## Exercise directions
What you return should be the lines of the data containing "below", each in full.
═══ Information ═══
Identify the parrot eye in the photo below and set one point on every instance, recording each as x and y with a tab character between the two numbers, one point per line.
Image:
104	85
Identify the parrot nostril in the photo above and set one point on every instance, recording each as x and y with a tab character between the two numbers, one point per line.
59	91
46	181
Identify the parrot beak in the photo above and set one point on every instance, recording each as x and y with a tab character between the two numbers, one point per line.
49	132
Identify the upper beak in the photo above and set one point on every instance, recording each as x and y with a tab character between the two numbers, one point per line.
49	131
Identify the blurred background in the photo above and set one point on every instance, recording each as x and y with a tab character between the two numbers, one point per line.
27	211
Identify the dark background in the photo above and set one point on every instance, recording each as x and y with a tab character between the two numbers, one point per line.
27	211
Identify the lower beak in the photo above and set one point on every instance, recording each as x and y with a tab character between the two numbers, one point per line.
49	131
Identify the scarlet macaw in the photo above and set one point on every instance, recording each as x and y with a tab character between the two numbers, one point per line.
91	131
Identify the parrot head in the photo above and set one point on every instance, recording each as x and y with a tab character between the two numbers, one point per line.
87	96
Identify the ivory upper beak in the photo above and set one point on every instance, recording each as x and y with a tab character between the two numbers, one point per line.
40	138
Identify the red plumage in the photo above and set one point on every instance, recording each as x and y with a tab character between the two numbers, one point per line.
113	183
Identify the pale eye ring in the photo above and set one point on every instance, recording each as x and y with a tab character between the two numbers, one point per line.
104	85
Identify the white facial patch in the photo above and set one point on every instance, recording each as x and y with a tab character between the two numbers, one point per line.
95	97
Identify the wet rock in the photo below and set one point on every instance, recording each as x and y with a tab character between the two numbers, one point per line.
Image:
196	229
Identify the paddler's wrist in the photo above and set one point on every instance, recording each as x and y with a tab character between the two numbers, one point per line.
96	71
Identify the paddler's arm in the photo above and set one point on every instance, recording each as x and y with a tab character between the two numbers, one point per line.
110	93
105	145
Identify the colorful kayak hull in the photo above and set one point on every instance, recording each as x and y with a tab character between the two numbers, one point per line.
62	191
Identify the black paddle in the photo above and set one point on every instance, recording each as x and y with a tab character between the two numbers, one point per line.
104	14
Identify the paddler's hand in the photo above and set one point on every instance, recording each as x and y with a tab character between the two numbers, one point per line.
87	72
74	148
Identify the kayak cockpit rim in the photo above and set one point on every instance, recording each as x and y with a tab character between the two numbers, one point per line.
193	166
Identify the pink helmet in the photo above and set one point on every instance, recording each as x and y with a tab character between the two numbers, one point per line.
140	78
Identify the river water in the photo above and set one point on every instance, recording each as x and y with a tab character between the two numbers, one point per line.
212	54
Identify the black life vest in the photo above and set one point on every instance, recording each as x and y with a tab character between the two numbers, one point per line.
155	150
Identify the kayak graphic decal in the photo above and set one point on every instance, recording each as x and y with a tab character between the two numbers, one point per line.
═══
## Task answer
Identify the parrot eye in the photo below and set one point on every instance, recording each as x and y with a tab character between the two numbers, one point per line.
Identify the wet rock in the photo below and set one point on every instance, recording each as x and y with a tab character between the two numbers, one point per line.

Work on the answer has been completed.